Enunciado da tarefa — Localize no material abaixo todas as linhas em que aparece a palavra "building" e copie-as, levando em conta a diferença entre maiúsculas e minúsculas.

═══ Material da tarefa ═══

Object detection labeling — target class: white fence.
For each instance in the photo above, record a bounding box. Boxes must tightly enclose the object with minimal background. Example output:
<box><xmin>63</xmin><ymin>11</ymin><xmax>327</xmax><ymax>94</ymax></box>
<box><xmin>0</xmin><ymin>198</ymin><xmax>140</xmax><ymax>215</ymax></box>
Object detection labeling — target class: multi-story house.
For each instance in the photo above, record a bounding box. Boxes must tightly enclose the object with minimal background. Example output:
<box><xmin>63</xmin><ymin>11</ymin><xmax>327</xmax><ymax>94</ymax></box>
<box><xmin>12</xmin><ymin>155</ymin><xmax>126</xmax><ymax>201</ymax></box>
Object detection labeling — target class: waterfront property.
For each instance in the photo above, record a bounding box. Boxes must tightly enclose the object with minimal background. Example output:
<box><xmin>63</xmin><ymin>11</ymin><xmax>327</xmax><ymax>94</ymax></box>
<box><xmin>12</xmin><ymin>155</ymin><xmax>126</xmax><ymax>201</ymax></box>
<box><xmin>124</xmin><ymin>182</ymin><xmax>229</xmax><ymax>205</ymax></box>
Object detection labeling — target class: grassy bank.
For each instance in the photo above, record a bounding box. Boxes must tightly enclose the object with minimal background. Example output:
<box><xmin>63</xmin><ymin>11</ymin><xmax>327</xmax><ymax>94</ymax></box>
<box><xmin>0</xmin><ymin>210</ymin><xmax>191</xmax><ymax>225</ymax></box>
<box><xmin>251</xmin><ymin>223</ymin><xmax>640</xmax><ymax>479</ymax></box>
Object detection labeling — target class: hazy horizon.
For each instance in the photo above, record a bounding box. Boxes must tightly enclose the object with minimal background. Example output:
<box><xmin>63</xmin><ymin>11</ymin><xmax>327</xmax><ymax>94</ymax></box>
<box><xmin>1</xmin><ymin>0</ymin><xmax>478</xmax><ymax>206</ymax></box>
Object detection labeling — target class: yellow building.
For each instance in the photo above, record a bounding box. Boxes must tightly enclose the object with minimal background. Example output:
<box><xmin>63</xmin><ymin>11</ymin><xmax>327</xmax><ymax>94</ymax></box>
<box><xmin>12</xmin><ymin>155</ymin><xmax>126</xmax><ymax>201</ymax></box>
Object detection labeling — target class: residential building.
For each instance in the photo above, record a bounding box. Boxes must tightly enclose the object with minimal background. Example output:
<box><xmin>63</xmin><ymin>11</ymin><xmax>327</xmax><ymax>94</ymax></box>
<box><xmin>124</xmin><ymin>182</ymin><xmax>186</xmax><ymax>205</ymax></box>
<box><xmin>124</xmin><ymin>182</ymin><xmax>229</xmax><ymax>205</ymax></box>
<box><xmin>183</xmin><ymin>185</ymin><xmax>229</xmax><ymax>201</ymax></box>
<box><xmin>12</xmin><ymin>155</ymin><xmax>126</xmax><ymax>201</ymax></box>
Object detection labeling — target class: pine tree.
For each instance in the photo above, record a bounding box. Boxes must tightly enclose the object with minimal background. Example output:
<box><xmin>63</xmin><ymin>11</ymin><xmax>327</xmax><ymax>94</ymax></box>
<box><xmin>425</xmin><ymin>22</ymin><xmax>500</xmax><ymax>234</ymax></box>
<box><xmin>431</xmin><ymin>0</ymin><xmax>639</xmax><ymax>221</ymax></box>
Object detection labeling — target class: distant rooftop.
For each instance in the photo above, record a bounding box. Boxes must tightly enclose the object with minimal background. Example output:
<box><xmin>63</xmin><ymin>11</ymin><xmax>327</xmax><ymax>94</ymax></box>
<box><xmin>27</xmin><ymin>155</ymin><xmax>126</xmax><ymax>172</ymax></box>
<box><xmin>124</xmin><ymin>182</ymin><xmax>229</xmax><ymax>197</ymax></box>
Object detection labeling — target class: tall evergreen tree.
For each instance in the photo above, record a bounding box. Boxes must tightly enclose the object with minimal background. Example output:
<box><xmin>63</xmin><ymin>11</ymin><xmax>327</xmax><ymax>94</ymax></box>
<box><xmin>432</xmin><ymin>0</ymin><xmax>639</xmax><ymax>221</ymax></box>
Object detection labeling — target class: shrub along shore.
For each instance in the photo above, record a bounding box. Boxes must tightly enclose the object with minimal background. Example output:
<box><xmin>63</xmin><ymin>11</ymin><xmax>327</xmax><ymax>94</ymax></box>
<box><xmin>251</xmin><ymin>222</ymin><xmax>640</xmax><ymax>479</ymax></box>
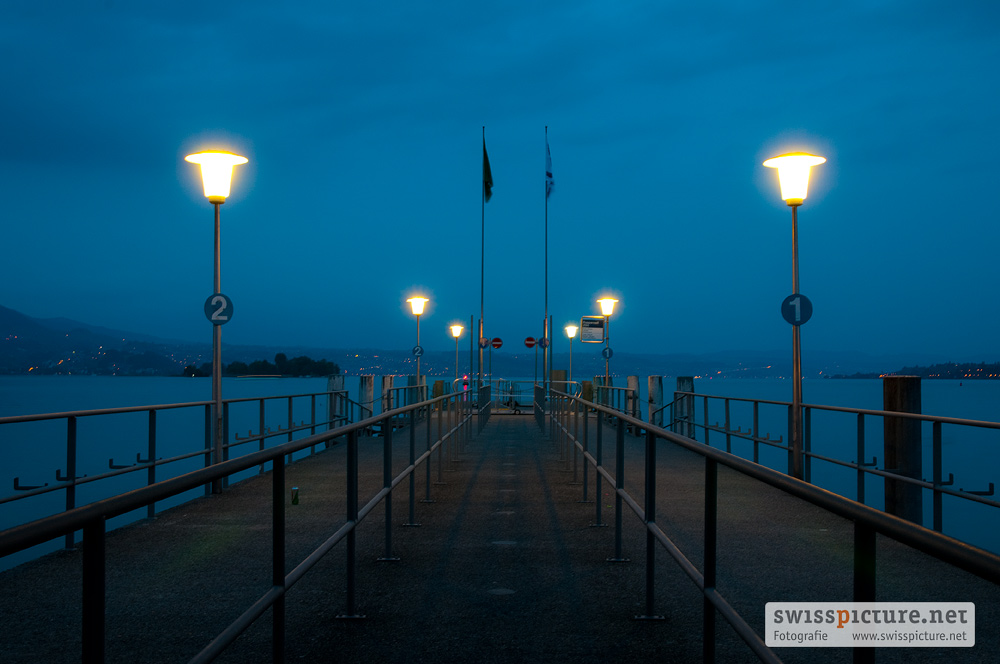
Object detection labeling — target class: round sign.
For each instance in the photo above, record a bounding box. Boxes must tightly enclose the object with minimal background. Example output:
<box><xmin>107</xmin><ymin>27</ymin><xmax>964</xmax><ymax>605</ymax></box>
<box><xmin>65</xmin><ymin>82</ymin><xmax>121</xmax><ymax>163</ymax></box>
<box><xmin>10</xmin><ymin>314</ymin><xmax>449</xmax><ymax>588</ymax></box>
<box><xmin>781</xmin><ymin>293</ymin><xmax>812</xmax><ymax>327</ymax></box>
<box><xmin>205</xmin><ymin>293</ymin><xmax>233</xmax><ymax>325</ymax></box>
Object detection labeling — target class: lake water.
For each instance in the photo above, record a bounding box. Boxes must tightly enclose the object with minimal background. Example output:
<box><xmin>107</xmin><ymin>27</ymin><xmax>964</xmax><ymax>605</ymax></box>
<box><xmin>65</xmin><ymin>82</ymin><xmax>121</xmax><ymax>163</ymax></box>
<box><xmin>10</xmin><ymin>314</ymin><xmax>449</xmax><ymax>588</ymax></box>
<box><xmin>0</xmin><ymin>376</ymin><xmax>1000</xmax><ymax>569</ymax></box>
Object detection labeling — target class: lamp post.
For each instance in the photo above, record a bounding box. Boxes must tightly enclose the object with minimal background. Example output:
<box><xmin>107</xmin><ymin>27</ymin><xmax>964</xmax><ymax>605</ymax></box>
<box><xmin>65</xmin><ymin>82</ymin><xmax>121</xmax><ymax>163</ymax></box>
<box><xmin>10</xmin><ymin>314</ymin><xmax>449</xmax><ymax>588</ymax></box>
<box><xmin>597</xmin><ymin>297</ymin><xmax>618</xmax><ymax>387</ymax></box>
<box><xmin>566</xmin><ymin>325</ymin><xmax>577</xmax><ymax>383</ymax></box>
<box><xmin>407</xmin><ymin>296</ymin><xmax>430</xmax><ymax>394</ymax></box>
<box><xmin>764</xmin><ymin>152</ymin><xmax>826</xmax><ymax>479</ymax></box>
<box><xmin>451</xmin><ymin>325</ymin><xmax>465</xmax><ymax>380</ymax></box>
<box><xmin>184</xmin><ymin>150</ymin><xmax>249</xmax><ymax>493</ymax></box>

═══

Resposta à tarefa —
Object detection labeling — target class: yellow building.
Object detection labeling — target class: residential building.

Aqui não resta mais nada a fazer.